[EXERCISE REQUIREMENTS]
[1] From the mailing-list message about PCIe remove and rescan, copy the passage from "Bjorn Helgaas Dec." to "discover the device.".
[2] In the mailing-list message about PCIe remove and rescan, what does Bjorn Helgaas say should clear the BARs?
[3] Continue the mailing-list message about PCIe remove and rescan, starting after its last line.

Bjorn Helgaas Dec. 6, 2017, 10:47 p.m. UTC | #1
[+cc Dongdong]

On Wed, Dec 06, 2017 at 02:03:55PM +0000, David Laight wrote:
> If I perform the following:
> 1) echo 1 >/sys/devices/pcixxxx/xxx/remove
> 2) completely reset the PCIe endpoint
> 3) echo 1 >/sys/devices/pcixxxx/rescan
> I expect the endpoint to be reprobed (provided the BARs are compatible).

I expect that, too.  Even if the BARs are wrong (they should be
cleared by the reset), we should at least discover the device.

> However on a new motherboard (SkyLake) it looks as though the root bridge isn't
> trying to bring the PCIe link back up.
> (The same system disk works fine in a slighty older system.)

[DATASET EXCERPTS]
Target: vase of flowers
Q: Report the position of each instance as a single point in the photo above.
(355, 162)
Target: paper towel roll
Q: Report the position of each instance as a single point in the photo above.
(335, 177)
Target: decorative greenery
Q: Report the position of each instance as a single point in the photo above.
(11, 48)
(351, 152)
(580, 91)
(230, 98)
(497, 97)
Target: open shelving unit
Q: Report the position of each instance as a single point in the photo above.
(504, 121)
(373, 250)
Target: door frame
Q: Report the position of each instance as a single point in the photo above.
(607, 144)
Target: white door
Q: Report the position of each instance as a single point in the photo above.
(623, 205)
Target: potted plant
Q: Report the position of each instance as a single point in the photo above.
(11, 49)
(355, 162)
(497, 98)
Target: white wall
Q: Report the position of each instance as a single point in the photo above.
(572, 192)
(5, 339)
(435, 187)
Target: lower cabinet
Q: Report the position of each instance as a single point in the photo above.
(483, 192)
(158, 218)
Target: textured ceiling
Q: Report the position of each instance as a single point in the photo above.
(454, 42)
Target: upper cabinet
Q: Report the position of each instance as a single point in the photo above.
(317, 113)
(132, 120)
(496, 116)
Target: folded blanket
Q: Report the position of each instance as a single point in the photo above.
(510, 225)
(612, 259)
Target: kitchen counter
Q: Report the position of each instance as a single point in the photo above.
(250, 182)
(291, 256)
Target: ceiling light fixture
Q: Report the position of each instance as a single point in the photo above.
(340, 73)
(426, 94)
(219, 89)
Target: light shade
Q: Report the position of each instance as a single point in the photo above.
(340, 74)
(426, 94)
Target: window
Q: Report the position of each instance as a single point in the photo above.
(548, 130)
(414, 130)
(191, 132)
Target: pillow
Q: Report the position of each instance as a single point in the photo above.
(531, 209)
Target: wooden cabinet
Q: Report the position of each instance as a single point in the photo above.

[TASK-BY-TASK OUTPUTS]
[1]
Bjorn Helgaas Dec. 6, 2017, 10:47 p.m. UTC | #1
[+cc Dongdong]

On Wed, Dec 06, 2017 at 02:03:55PM +0000, David Laight wrote:
> If I perform the following:
> 1) echo 1 >/sys/devices/pcixxxx/xxx/remove
> 2) completely reset the PCIe endpoint
> 3) echo 1 >/sys/devices/pcixxxx/rescan
> I expect the endpoint to be reprobed (provided the BARs are compatible).

I expect that, too.  Even if the BARs are wrong (they should be
cleared by the reset), we should at least discover the device.

[2] The reset should clear them.

[3]
> 
> There are 2 bits different in the lspci output for the root port between
> the 'link up' and 'link down states':
> 
> --- link_up     2017-12-06 13:37:37.523661300 +0000
> +++ link_down   2017-12-06 13:37:37.509614300 +0000
> @@ -21,7 +21,7 @@
>                 DevCtl: Report errors: Correctable+ Non-Fatal+ Fatal+ Unsupported-
>                         RlxdOrd- ExtTag- PhantFunc- AuxPwr- NoSnoop-
>                         MaxPayload 128 bytes, MaxReadReq 128 bytes
> -               DevSta: CorrErr- UncorrErr- FatalErr- UnsuppReq- AuxPwr- TransPend-
> +               DevSta: CorrErr+ UncorrErr- FatalErr- UnsuppReq- AuxPwr- TransPend-
>                 LnkCap: Port #2, Speed 8GT/s, Width x8, ASPM L0s L1, Exit Latency L0s <256ns, L1 <8us
>                         ClockPM- Surprise- LLActRep- BwNot+ ASPMOptComp+
>                 LnkCtl: ASPM Disabled; RCB 64 bytes Disabled- CommClk+
> @@ -51,7 +51,7 @@
>                 VC0:    Caps:   PATOffset=00 MaxTimeSlots=1 RejSnoopTrans-
>                         Arb:    Fixed+ WRR32- WRR64- WRR128- TWRR128- WRR256-
>                         Ctrl:   Enable+ ID=0 ArbSelect=Fixed TC/VC=ff
> -                       Status: NegoPending- InProgress-
> +                       Status: NegoPending+ InProgress-
>         Capabilities: [140 v1] Root Complex Link
>                 Desc:   PortNumber=02 ComponentID=01 EltType=Config
>                 Link0:  Desc:   TargetPort=00 TargetComponent=01 AssocRCRB- LinkType=MemMapped LinkValid+
> 
> The first just looks like a notification that there has been an error.
> The last one might imply that it knows it needs to do something - but
> needs to be 'kicked'.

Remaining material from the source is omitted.